───── FRAGMENT ŹRÓDŁOWY ─────
Spontanicznie włączających się w performance posła Malarza było więcej. Pierwszym, który zdecydowanie dołączy do akcji już na scenie plenarnych obrad Sejmu, był sam marszałek Smerf Fanatyk, który mając poczucie artystycznej rangi wydarzenia postanowił usunąć w cień autora happeningu i przejąć wiodącą rolę. Brawo, będzie to panu zapamiętane. Jednak duża część koneserów sztuki, żądnych artystycznych doznań, domagała się bisowania od posła Malarza. Natomiast bisować postanowił marszałek Fanatyk odbierając posłowi Malarzowi poselską dietę i uposażenie na pół roku, czyli marszałek zabrał posłowi łaskawie tyle ile tylko mógł.
To chyba zazdrość powodowała panem, marszałku Fanatyk, iż uniemożliwił pan posłowi Malarzowi bisowania blokując mu dostępu do świeczek w sejmowym gmachu dwa dni później, gdy odgrywał pan już pierwszoplanową rolę w zapalaniu świeczki chanukowej wyznaczonej do zapalania przez służących. Nieźle, mógł pan chyba podpalić inną świeczkę nie koniecznie tą wyznaczoną dla służących, ale pewnie nie miał pan na to zgody rabina zarządzającego talmudyczną chanuką. No cóż, sługa musi, choćby jeżeli nie musiałby.
───── DANE WEJŚCIOWE ─────
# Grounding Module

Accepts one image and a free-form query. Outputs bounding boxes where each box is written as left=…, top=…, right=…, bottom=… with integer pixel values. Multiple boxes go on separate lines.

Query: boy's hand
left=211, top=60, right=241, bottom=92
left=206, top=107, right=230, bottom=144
─────
■ TREŚĆ ZADANIA
Dopisz dalszy ciąg tekstu o happeningu posła Malarza, zaczynając od miejsca po jego ostatnim zdaniu. Rekordy pochodzą z innego źródła niż tekst o happeningu posła Malarza.

■ ROZWIĄZANIE ZADANIA
O innych recenzentach akcji posła Malarza, tłoczących się przed mikrofony z oświadczeniami potępiającymi całościowo posła Malarza od narodzin do dnia dzisiejszego, mającymi być służalczymi dowodami lojalności i podporządkowania, nie wiem komu, grzeszących tchórzliwą poprawnością, szkoda mi słów. Tchórze nigdy nie wybaczają odważnym, gdyż czyn odważnych piętnuje ich tchórzostwo.
Wasz Ko Mentator
23.12.2023
Błogosławionych Świat Bożego Narodzenia życzę Wszystkim Czytelnikom „Myśli Polskiej” i Ich Bliskim.
Szczęść Boże!!!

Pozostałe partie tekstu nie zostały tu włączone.